▸ **THE PROBLEM**: Your task is to restate exactly the lines from the one holding "Target: ruffled petal" to the end of the entries below, inclusive.

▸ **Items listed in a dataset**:
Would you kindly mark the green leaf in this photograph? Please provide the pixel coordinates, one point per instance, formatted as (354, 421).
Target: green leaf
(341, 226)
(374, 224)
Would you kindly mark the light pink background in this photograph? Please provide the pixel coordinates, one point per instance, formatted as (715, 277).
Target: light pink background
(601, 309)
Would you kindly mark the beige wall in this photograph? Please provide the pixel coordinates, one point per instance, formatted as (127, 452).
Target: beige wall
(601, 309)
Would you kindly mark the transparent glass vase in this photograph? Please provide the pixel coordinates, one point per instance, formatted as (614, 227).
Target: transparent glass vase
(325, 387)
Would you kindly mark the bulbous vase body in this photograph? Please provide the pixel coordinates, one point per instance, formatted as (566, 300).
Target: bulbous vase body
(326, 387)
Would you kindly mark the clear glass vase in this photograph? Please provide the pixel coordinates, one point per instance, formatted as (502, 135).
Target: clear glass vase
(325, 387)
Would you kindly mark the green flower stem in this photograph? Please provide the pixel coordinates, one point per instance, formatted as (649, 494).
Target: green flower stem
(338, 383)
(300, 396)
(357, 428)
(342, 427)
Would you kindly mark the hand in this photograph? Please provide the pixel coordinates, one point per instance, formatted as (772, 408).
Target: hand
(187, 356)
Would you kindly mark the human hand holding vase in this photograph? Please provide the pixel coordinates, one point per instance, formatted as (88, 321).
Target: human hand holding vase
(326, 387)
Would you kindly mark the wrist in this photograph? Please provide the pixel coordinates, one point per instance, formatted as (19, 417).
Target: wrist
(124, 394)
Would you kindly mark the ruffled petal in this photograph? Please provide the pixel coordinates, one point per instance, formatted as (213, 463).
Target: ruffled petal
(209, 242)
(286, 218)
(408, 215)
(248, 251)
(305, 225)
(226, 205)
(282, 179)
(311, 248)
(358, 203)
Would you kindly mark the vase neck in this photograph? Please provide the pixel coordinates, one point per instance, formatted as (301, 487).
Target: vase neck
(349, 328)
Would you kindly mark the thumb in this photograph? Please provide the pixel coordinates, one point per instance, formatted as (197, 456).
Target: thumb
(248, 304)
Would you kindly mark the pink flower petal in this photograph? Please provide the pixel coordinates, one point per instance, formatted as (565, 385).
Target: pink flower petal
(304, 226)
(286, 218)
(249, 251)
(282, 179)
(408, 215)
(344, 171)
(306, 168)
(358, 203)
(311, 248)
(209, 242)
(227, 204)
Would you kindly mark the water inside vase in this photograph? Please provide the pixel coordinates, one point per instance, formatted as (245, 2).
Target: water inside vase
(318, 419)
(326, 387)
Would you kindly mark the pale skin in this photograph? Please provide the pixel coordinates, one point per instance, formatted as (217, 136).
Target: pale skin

▸ **WRITTEN SOLUTION**:
Target: ruffled petal
(209, 242)
(286, 218)
(408, 215)
(248, 251)
(305, 225)
(226, 205)
(282, 179)
(311, 248)
(358, 203)
Would you kindly mark the vase neck in this photograph? Please provide the pixel coordinates, one point per instance, formatted as (301, 487).
Target: vase neck
(349, 328)
Would you kindly mark the thumb in this photograph? Please provide the pixel coordinates, one point per instance, formatted as (197, 456).
Target: thumb
(248, 304)
Would you kindly mark the pink flower petal in this photograph? Please provide the pixel coordinates, one point per instance, formatted as (565, 385).
Target: pink flower petal
(304, 226)
(286, 218)
(249, 251)
(282, 179)
(408, 215)
(344, 171)
(306, 168)
(358, 203)
(311, 248)
(209, 242)
(227, 204)
Would you kindly mark the water inside vase in this photograph? Please provide the pixel coordinates, one point per instance, formatted as (245, 2).
Target: water inside vase
(318, 419)
(326, 387)
Would you kindly mark the pale skin in this photograph? Please provide the pixel coordinates, one point per instance, formatted as (217, 136).
Target: pale skin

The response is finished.